━━━━━ Article

After eight years of war that has claimed the lives of nearly half a million people, Yemen is currently experiencing one of the world’s worst humanitarian crises. With the record of human rights abuses mounting on all sides of the conflict, the United States should use its leverage to reestablish an independent oversight mechanism and work to bring accountability for these violations.
Oversight Group Documented Abuses Against Civilians Before Disbanding in 2021
From 2017 to 2021, Yemen’s Group of Eminent Experts (GEE), with a mandate from the United Nations, conducted independent investigations into horrific human rights violations in Yemen by all the warring parties, including by the Saudi-led coalition and the Houthis.
The GEE documented widespread abuses, including air strikes and shelling on civilians and civilian infrastructure, sniper attacks, landmine usage, as well as arbitrary killings and detention, torture, sexual and gender-based violence, and obstruction of humanitarian aid delivery. The GEE also claimed that due to its military aid and weapons sales to Saudi Arabia and the UAE, the United States was likely complicit in war crimes too.
The GEE also claimed that due to its military aid and weapons sales to Saudi Arabia and the UAE, the United States was likely complicit in war crimes too.
After intense Saudi pressure to dismantle the mechanism, the UN Human Rights Council let GEE’s mandate expire in the fall of 2021. Violence in Yemen escalated in the months following, with January 2022 being one of the bloodiest months of the war. The Norwegian Refugee Council reported that 823 civilians were killed or injured in the four months before the end of monitoring and 1,535 in the four months after the GEE’s departure.
Violations by all the warring parties have persisted since, including but not limited to increased Houthi attacks in the governorates of Marib and Taiz and Saudi retention of key aspects of its air, sea, and land blockade.
The 52nd Session of the UN Human Rights Council in March 2023 will present a crucial opportunity for the United States to help reestablish a new independent oversight mechanism for Yemen and finally get the war-torn country on a path to reconciliation, peace, and healing.

━━━━━━━━━━

Required task A: Reproduce the entire text on the war in Yemen word for word.

━━━━━ Records for this exercise

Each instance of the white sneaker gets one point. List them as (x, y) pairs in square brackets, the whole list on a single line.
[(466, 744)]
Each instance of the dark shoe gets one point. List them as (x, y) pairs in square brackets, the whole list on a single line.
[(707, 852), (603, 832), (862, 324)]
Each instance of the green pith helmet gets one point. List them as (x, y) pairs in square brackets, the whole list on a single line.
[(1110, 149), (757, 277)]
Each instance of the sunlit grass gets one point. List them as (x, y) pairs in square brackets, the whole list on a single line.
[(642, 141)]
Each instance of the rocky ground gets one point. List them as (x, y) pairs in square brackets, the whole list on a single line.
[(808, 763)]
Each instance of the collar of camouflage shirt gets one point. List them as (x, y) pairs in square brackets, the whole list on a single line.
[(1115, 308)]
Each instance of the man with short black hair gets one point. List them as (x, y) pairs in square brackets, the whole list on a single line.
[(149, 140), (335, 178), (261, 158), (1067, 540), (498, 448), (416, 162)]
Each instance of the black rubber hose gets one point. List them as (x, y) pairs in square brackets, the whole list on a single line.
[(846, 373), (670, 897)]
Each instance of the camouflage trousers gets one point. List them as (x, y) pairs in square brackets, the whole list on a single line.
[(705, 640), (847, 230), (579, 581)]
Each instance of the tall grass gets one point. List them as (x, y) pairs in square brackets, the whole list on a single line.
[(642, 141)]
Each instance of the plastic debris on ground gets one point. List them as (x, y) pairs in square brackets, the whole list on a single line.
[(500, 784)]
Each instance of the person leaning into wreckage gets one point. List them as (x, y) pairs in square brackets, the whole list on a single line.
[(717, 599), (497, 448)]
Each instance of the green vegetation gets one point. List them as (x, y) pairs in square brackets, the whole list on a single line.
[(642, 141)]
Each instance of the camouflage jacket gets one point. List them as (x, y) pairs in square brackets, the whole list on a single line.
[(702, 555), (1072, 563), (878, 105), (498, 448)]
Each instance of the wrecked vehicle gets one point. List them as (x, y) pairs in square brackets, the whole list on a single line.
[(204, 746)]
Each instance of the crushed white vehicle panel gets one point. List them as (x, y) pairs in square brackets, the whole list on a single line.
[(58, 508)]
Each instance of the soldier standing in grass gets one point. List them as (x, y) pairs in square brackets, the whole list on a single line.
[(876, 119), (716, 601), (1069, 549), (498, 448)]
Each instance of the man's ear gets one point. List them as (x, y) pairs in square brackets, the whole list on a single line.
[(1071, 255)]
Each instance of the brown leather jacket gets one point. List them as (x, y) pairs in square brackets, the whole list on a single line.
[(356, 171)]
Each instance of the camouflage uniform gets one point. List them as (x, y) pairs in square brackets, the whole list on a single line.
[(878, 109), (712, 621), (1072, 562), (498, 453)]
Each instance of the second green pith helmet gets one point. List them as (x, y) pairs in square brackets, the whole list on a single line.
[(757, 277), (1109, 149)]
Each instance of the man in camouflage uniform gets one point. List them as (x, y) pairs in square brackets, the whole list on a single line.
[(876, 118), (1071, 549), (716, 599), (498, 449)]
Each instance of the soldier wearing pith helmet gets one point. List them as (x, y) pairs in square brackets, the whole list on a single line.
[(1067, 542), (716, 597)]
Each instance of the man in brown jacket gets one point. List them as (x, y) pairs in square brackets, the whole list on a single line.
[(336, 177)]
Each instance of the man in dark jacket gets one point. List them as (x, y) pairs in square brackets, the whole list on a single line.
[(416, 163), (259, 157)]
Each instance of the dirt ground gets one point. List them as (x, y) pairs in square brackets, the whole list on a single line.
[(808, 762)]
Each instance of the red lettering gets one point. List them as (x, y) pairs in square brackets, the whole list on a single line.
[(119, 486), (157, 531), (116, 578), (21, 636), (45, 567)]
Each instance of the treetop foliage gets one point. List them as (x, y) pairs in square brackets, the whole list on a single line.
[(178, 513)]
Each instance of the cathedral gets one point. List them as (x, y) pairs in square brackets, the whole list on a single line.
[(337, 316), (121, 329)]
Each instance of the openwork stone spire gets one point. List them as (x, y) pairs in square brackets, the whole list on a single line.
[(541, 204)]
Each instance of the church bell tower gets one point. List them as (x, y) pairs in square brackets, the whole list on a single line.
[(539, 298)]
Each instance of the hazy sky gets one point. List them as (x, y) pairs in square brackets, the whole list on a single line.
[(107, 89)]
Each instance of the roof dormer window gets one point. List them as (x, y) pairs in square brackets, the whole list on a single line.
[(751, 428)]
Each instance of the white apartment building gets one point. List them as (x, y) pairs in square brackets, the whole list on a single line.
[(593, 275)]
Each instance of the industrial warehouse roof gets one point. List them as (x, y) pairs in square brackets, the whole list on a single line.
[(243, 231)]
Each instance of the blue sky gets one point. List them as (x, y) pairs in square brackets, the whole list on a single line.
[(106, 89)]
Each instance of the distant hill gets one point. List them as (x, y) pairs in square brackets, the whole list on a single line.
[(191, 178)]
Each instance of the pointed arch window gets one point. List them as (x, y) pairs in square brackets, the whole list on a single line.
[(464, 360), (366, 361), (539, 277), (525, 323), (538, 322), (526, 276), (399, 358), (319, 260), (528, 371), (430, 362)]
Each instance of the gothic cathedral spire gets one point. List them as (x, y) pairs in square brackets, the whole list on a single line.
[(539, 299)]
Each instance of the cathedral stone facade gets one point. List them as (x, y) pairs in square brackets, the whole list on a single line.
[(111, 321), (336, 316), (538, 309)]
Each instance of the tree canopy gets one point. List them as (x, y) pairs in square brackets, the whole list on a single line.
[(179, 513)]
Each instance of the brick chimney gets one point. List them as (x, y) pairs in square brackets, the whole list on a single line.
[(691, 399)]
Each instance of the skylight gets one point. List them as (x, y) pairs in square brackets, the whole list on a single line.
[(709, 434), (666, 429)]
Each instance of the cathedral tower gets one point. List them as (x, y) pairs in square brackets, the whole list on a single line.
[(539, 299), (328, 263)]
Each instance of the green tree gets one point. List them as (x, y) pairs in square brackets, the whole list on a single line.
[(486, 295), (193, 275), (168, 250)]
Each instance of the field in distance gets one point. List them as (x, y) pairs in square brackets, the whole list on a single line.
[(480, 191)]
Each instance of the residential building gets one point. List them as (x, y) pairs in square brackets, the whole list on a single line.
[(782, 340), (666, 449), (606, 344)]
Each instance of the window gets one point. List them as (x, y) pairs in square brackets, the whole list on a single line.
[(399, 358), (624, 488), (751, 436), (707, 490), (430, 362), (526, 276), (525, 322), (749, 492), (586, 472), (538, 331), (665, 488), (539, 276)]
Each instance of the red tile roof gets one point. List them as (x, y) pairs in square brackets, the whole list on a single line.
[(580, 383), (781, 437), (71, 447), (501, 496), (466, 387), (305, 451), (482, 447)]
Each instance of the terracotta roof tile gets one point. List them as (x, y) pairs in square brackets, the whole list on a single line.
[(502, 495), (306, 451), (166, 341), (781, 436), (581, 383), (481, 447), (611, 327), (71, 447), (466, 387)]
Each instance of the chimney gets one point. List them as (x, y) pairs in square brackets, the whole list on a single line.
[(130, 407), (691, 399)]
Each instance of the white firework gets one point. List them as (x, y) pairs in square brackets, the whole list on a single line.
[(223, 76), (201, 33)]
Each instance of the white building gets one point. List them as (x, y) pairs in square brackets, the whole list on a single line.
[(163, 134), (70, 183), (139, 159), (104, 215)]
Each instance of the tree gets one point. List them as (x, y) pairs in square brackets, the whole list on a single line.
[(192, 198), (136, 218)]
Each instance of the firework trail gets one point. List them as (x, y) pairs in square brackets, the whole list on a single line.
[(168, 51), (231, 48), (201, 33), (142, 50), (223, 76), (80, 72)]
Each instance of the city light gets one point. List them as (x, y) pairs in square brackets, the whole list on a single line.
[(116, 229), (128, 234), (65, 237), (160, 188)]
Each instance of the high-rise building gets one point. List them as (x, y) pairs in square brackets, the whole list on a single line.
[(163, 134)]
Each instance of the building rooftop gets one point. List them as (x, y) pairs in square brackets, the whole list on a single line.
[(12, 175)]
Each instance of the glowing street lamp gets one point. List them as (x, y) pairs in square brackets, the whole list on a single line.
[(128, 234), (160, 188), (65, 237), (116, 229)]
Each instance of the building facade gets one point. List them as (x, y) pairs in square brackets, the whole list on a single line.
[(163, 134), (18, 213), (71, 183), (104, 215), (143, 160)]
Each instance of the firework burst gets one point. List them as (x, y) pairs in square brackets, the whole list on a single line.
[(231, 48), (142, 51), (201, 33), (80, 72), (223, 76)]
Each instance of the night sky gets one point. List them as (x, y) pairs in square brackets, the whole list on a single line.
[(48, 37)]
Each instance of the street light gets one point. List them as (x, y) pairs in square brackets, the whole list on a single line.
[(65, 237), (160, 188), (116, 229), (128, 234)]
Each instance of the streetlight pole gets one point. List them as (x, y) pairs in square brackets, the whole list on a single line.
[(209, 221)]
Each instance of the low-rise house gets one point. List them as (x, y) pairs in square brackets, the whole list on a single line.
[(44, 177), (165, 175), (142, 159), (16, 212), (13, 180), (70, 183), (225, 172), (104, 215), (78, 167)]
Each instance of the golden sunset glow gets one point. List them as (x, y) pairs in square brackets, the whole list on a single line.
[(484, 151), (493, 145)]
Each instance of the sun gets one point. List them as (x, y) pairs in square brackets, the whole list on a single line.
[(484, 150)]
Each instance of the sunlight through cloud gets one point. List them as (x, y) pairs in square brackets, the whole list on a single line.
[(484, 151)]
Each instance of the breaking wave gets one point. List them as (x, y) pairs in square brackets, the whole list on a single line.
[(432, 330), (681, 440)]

━━━━━━━━━━

Required task B: Gather every line of the records that contains the word "green".

Correct response A:
After eight years of war that has claimed the lives of nearly half a million people, Yemen is currently experiencing one of the world’s worst humanitarian crises. With the record of human rights abuses mounting on all sides of the conflict, the United States should use its leverage to reestablish an independent oversight mechanism and work to bring accountability for these violations.
Oversight Group Documented Abuses Against Civilians Before Disbanding in 2021
From 2017 to 2021, Yemen’s Group of Eminent Experts (GEE), with a mandate from the United Nations, conducted independent investigations into horrific human rights violations in Yemen by all the warring parties, including by the Saudi-led coalition and the Houthis.
The GEE documented widespread abuses, including air strikes and shelling on civilians and civilian infrastructure, sniper attacks, landmine usage, as well as arbitrary killings and detention, torture, sexual and gender-based violence, and obstruction of humanitarian aid delivery. The GEE also claimed that due to its military aid and weapons sales to Saudi Arabia and the UAE, the United States was likely complicit in war crimes too.
The GEE also claimed that due to its military aid and weapons sales to Saudi Arabia and the UAE, the United States was likely complicit in war crimes too.
After intense Saudi pressure to dismantle the mechanism, the UN Human Rights Council let GEE’s mandate expire in the fall of 2021. Violence in Yemen escalated in the months following, with January 2022 being one of the bloodiest months of the war. The Norwegian Refugee Council reported that 823 civilians were killed or injured in the four months before the end of monitoring and 1,535 in the four months after the GEE’s departure.
Violations by all the warring parties have persisted since, including but not limited to increased Houthi attacks in the governorates of Marib and Taiz and Saudi retention of key aspects of its air, sea, and land blockade.
The 52nd Session of the UN Human Rights Council in March 2023 will present a crucial opportunity for the United States to help reestablish a new independent oversight mechanism for Yemen and finally get the war-torn country on a path to reconciliation, peace, and healing.

Correct response B:
Each instance of the green pith helmet gets one point. List them as (x, y) pairs in square brackets, the whole list on a single line.
Each instance of the green vegetation gets one point. List them as (x, y) pairs in square brackets, the whole list on a single line.
Each instance of the second green pith helmet gets one point. List them as (x, y) pairs in square brackets, the whole list on a single line.
Each instance of the green tree gets one point. List them as (x, y) pairs in square brackets, the whole list on a single line.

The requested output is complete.